### YOUR INSTRUCTIONS
Convert everything in the data below, from the line containing "In this exercise you will locate the boardwalk" down to the line containing "point(440, 210)", into a JSON list of strings with one string per line and no blank lines.

### RECORD LIST

[Start]

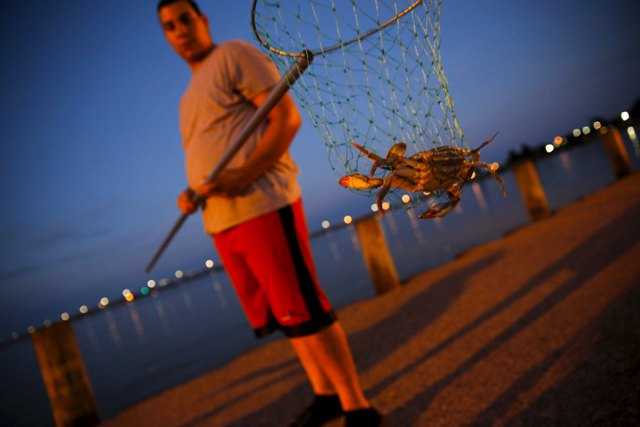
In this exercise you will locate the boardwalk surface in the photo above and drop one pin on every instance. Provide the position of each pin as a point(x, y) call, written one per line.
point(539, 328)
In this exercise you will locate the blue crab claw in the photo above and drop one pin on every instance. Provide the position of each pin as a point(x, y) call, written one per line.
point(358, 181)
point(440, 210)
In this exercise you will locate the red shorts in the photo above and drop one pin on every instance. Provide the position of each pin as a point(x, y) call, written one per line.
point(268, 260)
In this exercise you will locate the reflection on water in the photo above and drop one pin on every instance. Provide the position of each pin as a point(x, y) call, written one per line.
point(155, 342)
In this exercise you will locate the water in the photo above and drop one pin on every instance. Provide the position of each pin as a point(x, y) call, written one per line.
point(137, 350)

[End]
[Start]

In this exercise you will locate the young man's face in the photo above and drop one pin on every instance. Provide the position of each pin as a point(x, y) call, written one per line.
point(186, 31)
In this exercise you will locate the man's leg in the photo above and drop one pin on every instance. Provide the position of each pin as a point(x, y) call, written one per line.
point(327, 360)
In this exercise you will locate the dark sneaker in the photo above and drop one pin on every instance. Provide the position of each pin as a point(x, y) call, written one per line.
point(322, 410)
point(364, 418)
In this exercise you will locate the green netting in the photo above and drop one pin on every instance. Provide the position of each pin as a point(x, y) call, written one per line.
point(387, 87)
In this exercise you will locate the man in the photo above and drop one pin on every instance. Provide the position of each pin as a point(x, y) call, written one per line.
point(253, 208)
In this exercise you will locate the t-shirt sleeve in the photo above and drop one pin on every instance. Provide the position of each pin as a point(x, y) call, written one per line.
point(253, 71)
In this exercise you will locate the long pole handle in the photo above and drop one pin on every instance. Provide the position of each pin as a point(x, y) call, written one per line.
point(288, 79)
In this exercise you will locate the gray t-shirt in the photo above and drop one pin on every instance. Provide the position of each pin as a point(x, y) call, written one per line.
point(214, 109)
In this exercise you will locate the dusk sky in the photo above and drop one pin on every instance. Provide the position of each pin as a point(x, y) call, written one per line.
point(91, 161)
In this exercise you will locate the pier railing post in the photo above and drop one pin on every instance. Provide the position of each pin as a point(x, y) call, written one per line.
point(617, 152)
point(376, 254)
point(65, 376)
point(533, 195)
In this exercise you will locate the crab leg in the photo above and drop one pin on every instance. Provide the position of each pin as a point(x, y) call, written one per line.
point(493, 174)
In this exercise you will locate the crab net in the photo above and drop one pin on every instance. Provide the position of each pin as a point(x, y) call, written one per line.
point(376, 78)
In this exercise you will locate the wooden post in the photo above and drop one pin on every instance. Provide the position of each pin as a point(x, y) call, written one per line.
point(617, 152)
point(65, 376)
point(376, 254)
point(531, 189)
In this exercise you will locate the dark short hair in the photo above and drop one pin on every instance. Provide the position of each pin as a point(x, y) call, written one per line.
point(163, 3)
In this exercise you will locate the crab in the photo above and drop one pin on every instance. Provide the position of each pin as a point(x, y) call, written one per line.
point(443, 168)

[End]

### COMPLETE OUTPUT
[
  "In this exercise you will locate the boardwalk surface in the photo above and drop one pin on every instance. Provide the position of each pin as a point(x, y) call, written one per line.",
  "point(539, 328)",
  "In this exercise you will locate the blue crab claw in the photo above and drop one pin on every instance. Provide the position of each pin as a point(x, y) call, written one per line.",
  "point(358, 181)",
  "point(440, 210)"
]